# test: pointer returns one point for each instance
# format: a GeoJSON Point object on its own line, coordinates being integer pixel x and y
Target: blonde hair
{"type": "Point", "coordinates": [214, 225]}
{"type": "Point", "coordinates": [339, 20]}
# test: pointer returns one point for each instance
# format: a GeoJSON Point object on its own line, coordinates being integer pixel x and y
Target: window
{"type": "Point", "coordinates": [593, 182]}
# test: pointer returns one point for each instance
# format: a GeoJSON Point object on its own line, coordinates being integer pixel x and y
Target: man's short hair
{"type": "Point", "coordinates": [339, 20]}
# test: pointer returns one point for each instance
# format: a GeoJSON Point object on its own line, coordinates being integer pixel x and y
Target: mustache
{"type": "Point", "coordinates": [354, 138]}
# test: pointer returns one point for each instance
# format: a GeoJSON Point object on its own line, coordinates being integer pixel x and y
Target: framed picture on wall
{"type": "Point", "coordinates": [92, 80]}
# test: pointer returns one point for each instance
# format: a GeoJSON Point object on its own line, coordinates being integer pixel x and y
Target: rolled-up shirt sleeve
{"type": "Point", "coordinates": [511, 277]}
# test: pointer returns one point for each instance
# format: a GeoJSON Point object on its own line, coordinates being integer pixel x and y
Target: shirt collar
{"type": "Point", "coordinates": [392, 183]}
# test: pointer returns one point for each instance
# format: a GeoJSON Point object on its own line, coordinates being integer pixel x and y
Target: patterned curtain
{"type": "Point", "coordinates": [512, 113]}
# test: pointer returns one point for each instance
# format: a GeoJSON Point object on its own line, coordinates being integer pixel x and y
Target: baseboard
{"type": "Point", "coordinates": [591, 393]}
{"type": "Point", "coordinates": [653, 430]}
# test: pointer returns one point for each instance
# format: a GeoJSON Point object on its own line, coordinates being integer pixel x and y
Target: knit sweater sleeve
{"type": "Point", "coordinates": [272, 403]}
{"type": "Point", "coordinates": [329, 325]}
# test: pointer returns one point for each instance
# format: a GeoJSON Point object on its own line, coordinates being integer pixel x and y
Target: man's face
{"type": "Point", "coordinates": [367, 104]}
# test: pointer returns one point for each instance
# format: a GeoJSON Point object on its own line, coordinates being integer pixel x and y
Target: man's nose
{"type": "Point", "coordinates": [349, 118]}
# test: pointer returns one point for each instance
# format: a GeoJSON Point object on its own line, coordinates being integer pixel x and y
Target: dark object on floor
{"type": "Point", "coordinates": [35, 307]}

*Your goal:* Generate an exact reproduction of all entries.

*Result of this exercise:*
# test: pointer returns one point for each instance
# format: a GeoJSON Point object on its own line, coordinates being integer pixel x and y
Target: blonde hair
{"type": "Point", "coordinates": [214, 225]}
{"type": "Point", "coordinates": [339, 20]}
# test: pointer returns one point for each instance
# format: a GeoJSON Point object on its own line, coordinates being integer pixel x and y
Target: window
{"type": "Point", "coordinates": [593, 182]}
# test: pointer returns one point for each instance
# format: a GeoJSON Point object on its own line, coordinates being integer pixel x and y
Target: man's short hair
{"type": "Point", "coordinates": [339, 20]}
# test: pointer returns one point for each instance
# format: a GeoJSON Point object on its own line, coordinates being integer pixel x and y
Target: mustache
{"type": "Point", "coordinates": [354, 138]}
# test: pointer returns one point for each instance
# format: a GeoJSON Point object on its own line, coordinates being integer pixel x and y
Target: framed picture on wall
{"type": "Point", "coordinates": [92, 80]}
# test: pointer returns one point for each instance
# format: a GeoJSON Point object on its own line, coordinates being integer pixel x and y
Target: rolled-up shirt sleeve
{"type": "Point", "coordinates": [511, 277]}
# test: pointer returns one point for each instance
# format: a GeoJSON Point object on its own line, coordinates being integer pixel x and y
Target: shirt collar
{"type": "Point", "coordinates": [392, 183]}
# test: pointer returns one point for each instance
# format: a GeoJSON Point object on its own line, coordinates being integer pixel x and y
Target: patterned curtain
{"type": "Point", "coordinates": [512, 113]}
# test: pointer returns one point for each instance
# format: a GeoJSON Point object on its own line, coordinates being integer pixel x and y
Target: baseboard
{"type": "Point", "coordinates": [591, 393]}
{"type": "Point", "coordinates": [653, 430]}
# test: pointer returns one point for each instance
# format: a GeoJSON Point object on its own line, coordinates being integer pixel x and y
Target: knit sweater sleeve
{"type": "Point", "coordinates": [272, 403]}
{"type": "Point", "coordinates": [329, 325]}
# test: pointer returns one point for each instance
# format: a GeoJSON Point object on its own line, coordinates being integer pixel x and y
Target: man's face
{"type": "Point", "coordinates": [367, 104]}
# test: pointer returns one point for each instance
# format: a GeoJSON Point object on its own line, coordinates being integer pixel x and y
Target: man's nose
{"type": "Point", "coordinates": [349, 118]}
# test: pointer returns one point for each instance
# format: a GeoJSON Point object on its own line, coordinates being integer pixel x and y
Target: dark object on floor
{"type": "Point", "coordinates": [35, 307]}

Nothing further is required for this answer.